§ Vorliegender Text:
Klimaschutz und Klimaanpassung als Gemeinschaftsaufgabe verstehen

Deutscher Städte- und Gemeindebund: Ausschuss für Städtebau und Umwelt tagte diese Woche in Hattersheim am Main

Hattersheim am Main hatte in dieser Woche die nicht alltägliche Ehre, als Gastgeber den Ausschuss für Städtebau und Umwelt des Deutschen Städte- und Gemeindebundes in der Stadt begrüßen zu dürfen. Bürgermeister Klaus Schindling, selbst für den Hessischen Städtetag als Mitglied im Ausschuss tätig, hieß die prominenten Gäste in der Stadthalle am vergangenen Montag herzlich willkommen und wies, nicht ohne Stolz, auf die Besonderheiten des frisch mit dem Hessischen Denkmalschutzpreis ausgezeichneten Gebäudes hin: So sieht dort für Gäste und Besucher alles so aus wie früher, jedoch schlummern unter den Wänden und Fassaden sowie im Keller modernste Technik.

§ Bereitgestelltes Material:
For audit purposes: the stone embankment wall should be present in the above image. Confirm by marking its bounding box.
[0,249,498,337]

--

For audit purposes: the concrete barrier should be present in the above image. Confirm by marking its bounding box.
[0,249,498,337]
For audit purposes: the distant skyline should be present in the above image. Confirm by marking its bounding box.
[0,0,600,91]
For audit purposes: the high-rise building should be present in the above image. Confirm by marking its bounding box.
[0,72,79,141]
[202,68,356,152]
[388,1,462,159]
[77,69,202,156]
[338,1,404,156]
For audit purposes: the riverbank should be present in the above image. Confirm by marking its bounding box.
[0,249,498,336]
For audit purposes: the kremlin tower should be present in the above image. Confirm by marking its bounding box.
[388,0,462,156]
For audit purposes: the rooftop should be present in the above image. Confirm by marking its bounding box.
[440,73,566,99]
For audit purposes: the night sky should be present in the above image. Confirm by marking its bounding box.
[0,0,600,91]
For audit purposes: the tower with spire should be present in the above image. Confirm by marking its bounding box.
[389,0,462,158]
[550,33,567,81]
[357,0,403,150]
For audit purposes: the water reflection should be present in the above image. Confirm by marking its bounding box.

---

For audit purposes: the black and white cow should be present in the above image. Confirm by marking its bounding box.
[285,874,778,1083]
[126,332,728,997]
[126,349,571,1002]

§ Aufgaben:
A - Kannst du in der Liste die Zeilen als nummerierte Aufzählung formatieren, beginnend mit der Zeile, die „For audit purposes: the high-rise“ enthält, und endend nach der Zeile, die „For audit purposes: the water“ enthält, ohne Leerzeilen?
B - Wie lässt sich der Text über die Ausschusstagung in Hattersheim am Main nach seinem letzten Satz weiterführen?
Der Text und die Liste haben unterschiedliche Herkunft.

§ Lösungen:
A -
1. For audit purposes: the high-rise building should be present in the above image. Confirm by marking its bounding box.
2. [0,72,79,141]
3. [202,68,356,152]
4. [388,1,462,159]
5. [77,69,202,156]
6. [338,1,404,156]
7. For audit purposes: the riverbank should be present in the above image. Confirm by marking its bounding box.
8. [0,249,498,336]
9. For audit purposes: the kremlin tower should be present in the above image. Confirm by marking its bounding box.
10. [388,0,462,156]
11. For audit purposes: the rooftop should be present in the above image. Confirm by marking its bounding box.
12. [440,73,566,99]
13. For audit purposes: the night sky should be present in the above image. Confirm by marking its bounding box.
14. [0,0,600,91]
15. For audit purposes: the tower with spire should be present in the above image. Confirm by marking its bounding box.
16. [389,0,462,158]
17. [550,33,567,81]
18. [357,0,403,150]
19. For audit purposes: the water reflection should be present in the above image. Confirm by marking its bounding box.

B -
Auch das Rahmenprogramm war, wie es bei solchen Sitzungsrunden üblich ist, ein gutes Stück weit von der Gastgeberstadt geprägt: Während der erste der beiden Sitzungstage für gewöhnlich überwiegend vom "theoretischen Teil" geprägt ist, wie es der Vorsitzende des DStGB-Ausschusses für Städtebau und Umwelt und Freisinger Oberbürgermeister Tobias Eschenbacher formulierte, verlässt man in der Regel am zweiten Tag den Sitzungssaal und schaut sich thematisch passende Dinge vor Ort einmal genauer an. In Hattersheim wurden hierzu die Rechenzentrumswelt von NTT Global Data Centers sowie das europäische Hauptquartier des japanischen Technologiekonzerns Yaskawa gemeinschaftlich besucht.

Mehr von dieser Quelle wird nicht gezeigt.